### To do
Reproduce every line of the records below verbatim, leaving the pictures out of your answer.

### Records for identifying positions

++++++++++

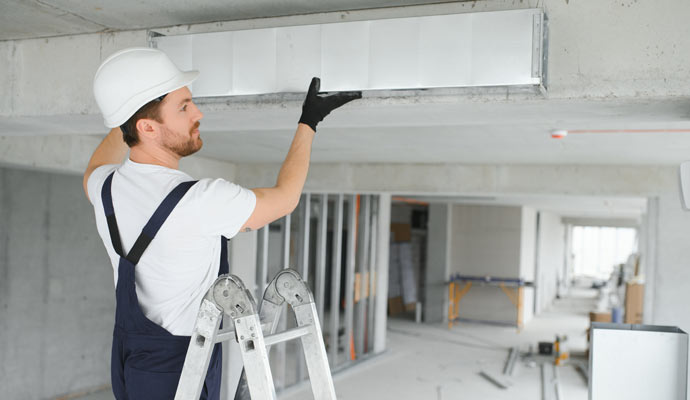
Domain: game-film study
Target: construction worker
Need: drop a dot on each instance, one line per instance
(172, 229)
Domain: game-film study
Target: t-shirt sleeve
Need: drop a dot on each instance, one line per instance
(226, 206)
(96, 179)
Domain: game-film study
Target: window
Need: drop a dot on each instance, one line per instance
(598, 249)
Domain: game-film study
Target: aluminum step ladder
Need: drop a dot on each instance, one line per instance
(255, 333)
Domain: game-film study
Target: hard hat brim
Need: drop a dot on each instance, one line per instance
(125, 112)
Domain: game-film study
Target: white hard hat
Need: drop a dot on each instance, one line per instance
(132, 77)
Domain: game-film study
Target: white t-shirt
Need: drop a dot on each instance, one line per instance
(182, 261)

++++++++++

### Solution below
Domain: game-film study
Target: construction worker
Need: drop a dot on each instance, one line per instance
(172, 229)
Domain: game-film study
Target: t-shirt sleeve
Need: drop a dot on each instance, one line per instance
(226, 206)
(96, 179)
Domain: game-film study
Target: window
Need: drop a dot on each instance, one line per instance
(598, 249)
Domain: game-film study
Target: aluminum step ladder
Need: drop a dot on each instance, one line per instance
(255, 333)
Domain: game-film study
Target: hard hat brim
Need: drop a dot on each instance, one line per instance
(125, 112)
Domain: game-film study
Target: white hard hat
Need: drop a dot on each instance, one line per instance
(132, 77)
Domain: game-film study
Target: white t-shirt
Need: drop a dot on each instance, one line per instance
(182, 261)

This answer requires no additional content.